Problem to work on
Update the entries from the start of the entries through the line containing "point(303, 212)", replacing "stone gate pillar" with "stone gatepost" and leaving everything else unchanged. Leave the pictures out of your output.

Data extracted from a collection
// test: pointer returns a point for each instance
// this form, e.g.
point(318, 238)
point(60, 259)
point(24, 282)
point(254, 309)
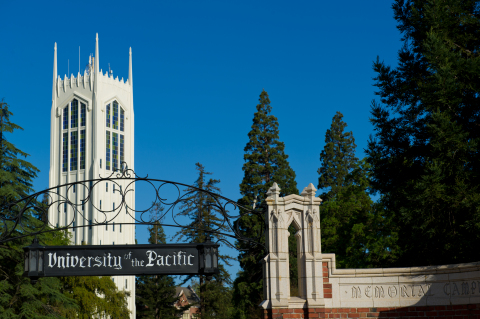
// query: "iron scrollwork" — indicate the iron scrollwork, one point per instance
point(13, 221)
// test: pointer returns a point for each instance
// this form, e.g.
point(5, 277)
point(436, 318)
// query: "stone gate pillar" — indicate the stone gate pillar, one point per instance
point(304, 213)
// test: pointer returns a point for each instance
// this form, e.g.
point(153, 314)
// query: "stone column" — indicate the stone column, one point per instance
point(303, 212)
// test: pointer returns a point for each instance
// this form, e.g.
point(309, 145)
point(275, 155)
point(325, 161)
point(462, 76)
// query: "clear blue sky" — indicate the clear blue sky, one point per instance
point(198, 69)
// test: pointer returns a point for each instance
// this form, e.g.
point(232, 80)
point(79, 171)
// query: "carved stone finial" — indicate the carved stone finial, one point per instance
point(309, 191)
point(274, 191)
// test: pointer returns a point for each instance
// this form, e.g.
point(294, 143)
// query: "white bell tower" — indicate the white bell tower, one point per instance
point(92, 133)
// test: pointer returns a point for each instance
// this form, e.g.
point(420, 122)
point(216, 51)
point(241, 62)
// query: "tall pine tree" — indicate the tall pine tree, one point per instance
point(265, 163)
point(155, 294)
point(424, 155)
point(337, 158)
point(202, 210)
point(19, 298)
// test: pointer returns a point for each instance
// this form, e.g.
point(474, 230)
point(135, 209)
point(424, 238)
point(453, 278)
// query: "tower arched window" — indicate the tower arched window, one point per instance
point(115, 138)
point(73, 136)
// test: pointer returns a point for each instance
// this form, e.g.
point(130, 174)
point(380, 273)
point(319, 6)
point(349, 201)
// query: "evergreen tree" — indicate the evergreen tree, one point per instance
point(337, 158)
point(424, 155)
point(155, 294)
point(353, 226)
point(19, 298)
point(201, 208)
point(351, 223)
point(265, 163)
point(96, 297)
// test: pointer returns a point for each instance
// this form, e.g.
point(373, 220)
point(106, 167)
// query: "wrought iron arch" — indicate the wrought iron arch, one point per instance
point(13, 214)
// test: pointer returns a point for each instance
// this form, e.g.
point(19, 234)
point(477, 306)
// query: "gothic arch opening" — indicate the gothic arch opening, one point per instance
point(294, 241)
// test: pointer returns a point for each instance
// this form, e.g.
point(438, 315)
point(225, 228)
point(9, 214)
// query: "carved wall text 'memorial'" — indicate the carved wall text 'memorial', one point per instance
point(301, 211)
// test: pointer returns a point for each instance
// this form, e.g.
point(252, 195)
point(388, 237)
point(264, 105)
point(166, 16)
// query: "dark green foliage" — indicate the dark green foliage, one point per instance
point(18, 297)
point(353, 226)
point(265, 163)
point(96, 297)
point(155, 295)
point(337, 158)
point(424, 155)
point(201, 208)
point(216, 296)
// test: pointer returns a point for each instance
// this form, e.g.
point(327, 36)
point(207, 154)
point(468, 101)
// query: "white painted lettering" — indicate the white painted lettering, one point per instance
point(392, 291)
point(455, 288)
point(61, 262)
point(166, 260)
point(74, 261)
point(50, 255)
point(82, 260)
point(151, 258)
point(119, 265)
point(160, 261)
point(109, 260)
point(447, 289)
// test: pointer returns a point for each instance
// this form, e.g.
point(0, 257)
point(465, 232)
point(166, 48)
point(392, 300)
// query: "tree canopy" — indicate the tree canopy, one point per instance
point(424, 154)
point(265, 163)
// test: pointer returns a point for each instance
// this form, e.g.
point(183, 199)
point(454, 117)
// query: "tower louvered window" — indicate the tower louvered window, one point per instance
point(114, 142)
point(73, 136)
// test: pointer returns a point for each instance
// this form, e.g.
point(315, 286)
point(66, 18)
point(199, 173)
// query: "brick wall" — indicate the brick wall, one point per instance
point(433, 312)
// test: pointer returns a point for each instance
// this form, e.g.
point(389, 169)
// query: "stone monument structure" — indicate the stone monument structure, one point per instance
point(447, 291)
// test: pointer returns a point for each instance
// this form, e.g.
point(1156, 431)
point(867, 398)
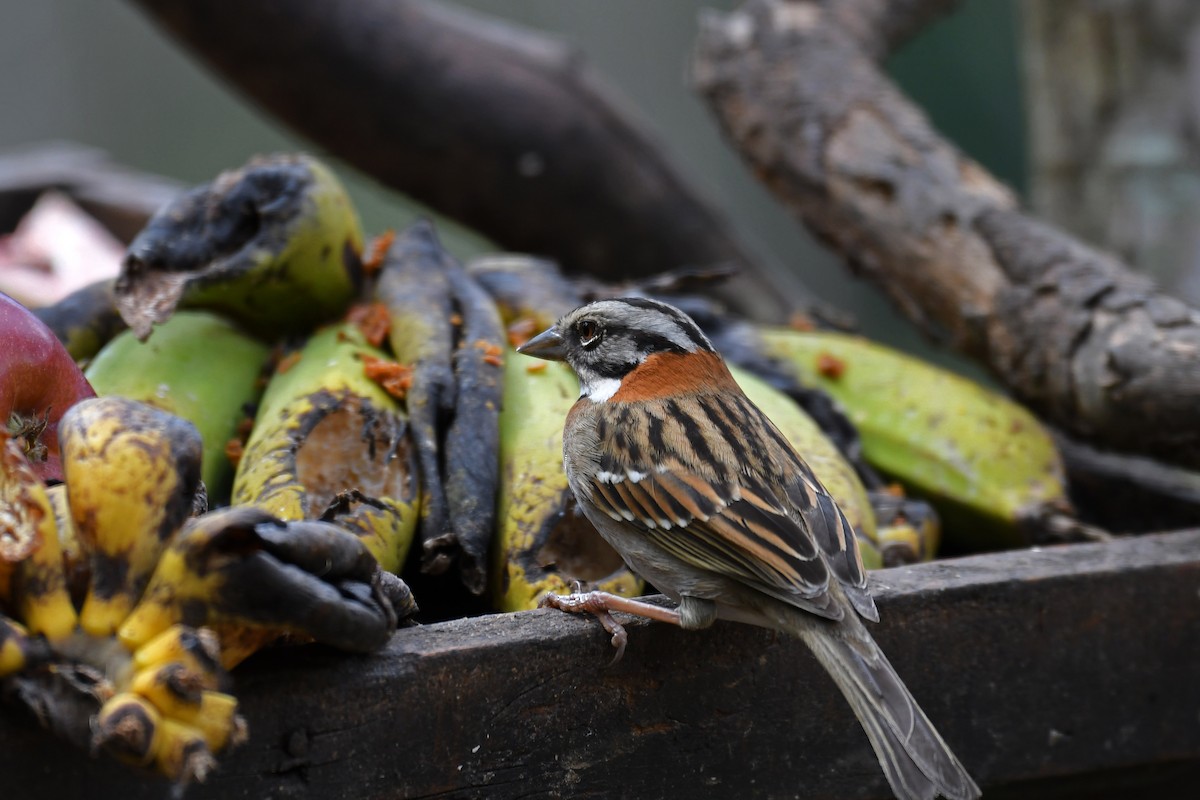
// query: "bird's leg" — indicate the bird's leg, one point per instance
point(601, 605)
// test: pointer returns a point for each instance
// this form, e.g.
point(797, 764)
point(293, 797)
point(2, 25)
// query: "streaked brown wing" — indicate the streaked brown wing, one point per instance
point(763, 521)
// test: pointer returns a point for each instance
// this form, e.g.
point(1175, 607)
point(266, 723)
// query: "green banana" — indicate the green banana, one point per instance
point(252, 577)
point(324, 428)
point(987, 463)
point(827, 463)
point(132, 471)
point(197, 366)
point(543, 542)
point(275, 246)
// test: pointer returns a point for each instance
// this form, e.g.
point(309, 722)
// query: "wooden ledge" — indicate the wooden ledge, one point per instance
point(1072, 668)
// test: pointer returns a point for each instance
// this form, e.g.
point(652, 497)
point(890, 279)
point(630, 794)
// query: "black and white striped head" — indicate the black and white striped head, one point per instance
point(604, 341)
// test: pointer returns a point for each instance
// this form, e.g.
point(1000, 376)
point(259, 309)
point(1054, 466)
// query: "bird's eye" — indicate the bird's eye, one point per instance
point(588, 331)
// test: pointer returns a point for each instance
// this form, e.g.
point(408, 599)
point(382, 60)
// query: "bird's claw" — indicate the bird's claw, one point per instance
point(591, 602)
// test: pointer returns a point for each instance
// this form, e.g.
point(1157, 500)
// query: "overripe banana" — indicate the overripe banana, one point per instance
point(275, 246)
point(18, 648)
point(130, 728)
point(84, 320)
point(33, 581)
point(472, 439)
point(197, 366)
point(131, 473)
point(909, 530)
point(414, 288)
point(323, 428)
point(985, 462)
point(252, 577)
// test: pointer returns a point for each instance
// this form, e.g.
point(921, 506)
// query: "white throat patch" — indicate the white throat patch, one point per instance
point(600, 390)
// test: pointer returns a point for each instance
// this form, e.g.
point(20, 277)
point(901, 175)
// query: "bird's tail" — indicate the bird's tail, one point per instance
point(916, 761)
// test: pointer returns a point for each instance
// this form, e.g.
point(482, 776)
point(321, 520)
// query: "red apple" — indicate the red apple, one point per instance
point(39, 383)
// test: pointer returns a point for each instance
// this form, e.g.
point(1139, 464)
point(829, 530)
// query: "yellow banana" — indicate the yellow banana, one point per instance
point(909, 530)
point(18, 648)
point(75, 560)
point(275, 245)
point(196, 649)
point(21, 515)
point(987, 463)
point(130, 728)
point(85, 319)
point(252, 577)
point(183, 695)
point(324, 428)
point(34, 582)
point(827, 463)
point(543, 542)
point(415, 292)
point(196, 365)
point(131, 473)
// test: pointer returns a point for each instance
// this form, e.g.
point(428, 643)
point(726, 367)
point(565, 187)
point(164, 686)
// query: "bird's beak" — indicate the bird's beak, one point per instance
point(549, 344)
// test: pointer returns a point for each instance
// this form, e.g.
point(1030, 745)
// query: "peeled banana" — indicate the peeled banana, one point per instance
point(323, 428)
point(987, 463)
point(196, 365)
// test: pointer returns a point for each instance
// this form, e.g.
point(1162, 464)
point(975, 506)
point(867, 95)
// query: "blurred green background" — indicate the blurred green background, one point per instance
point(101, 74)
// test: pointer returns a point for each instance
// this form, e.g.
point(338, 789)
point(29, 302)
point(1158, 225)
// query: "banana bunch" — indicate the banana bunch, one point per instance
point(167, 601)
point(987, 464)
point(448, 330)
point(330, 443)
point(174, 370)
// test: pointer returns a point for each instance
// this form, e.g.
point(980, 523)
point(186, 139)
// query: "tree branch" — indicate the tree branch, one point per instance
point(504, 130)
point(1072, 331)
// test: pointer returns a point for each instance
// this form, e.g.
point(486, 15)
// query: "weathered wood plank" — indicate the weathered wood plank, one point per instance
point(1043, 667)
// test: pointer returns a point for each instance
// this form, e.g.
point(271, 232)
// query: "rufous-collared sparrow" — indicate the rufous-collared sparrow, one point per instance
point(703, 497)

Full response
// test: pointer returns a point for each instance
// this form, e.g.
point(318, 238)
point(60, 259)
point(24, 282)
point(254, 309)
// query: "iron scrollwork" — indicate the iron scrollwork, one point per instance
point(13, 221)
// test: pointer returns a point for each instance
// this form, e.g.
point(5, 277)
point(436, 318)
// query: "stone gatepost" — indicate the stone gatepost, one point per instance
point(304, 213)
// test: pointer returns a point for each instance
// this form, e.g.
point(153, 314)
// query: "stone column" — indicate the stone column, one point per instance
point(303, 212)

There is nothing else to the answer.